### Exercise aim:
Copy every one of the records below line for line, changing nothing.

---------- Records for this exercise

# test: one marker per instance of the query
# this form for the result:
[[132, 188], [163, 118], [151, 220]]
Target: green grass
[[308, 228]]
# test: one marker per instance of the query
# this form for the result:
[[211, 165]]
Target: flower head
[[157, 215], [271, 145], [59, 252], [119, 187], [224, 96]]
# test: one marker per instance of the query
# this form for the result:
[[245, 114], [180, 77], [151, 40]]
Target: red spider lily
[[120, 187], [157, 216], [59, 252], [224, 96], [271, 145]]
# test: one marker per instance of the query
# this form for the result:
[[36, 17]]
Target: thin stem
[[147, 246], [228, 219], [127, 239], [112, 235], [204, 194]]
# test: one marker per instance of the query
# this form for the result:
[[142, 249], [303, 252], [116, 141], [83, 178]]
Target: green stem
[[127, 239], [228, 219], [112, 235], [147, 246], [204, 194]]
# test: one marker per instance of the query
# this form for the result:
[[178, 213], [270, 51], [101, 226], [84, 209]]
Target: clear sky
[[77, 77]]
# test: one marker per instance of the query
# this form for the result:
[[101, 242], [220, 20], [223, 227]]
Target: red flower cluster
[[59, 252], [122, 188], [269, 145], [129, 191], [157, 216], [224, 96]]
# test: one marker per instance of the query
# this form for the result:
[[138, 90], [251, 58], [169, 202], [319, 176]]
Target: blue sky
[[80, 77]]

--------------------

### Task solution:
# test: one marker per instance of the query
# this form for the result:
[[132, 188], [163, 118], [151, 220]]
Target: green grass
[[308, 228]]
# test: one marker per instance of the query
# this form for the result:
[[211, 165]]
Target: flower head
[[157, 215], [271, 145], [59, 252], [119, 187], [224, 96]]
# test: one marker per instance of the query
# this form for the result:
[[245, 114], [180, 77], [151, 40]]
Target: red spider lily
[[120, 187], [157, 216], [59, 252], [224, 96], [271, 145]]
# test: one marker per instance of the query
# this form for the result:
[[36, 17]]
Target: thin stem
[[147, 246], [228, 219], [127, 239], [112, 235], [204, 194]]
# test: one marker per instance of the query
# this form for the result:
[[142, 249], [303, 252], [116, 141], [83, 178]]
Target: green stem
[[127, 239], [228, 219], [112, 235], [147, 246], [204, 194]]
# test: one marker per instance of the query
# this form for the result:
[[178, 213], [270, 51], [101, 226], [84, 209]]
Target: clear sky
[[77, 77]]
# test: one marker per instance of the query
# this form for the result:
[[101, 242], [220, 20], [223, 227]]
Target: red flower cluster
[[59, 252], [122, 188], [269, 145], [129, 191], [157, 216], [224, 96]]
# test: one marker per instance of the query
# this form for the result:
[[138, 90], [251, 58], [169, 202], [319, 176]]
Target: blue sky
[[80, 77]]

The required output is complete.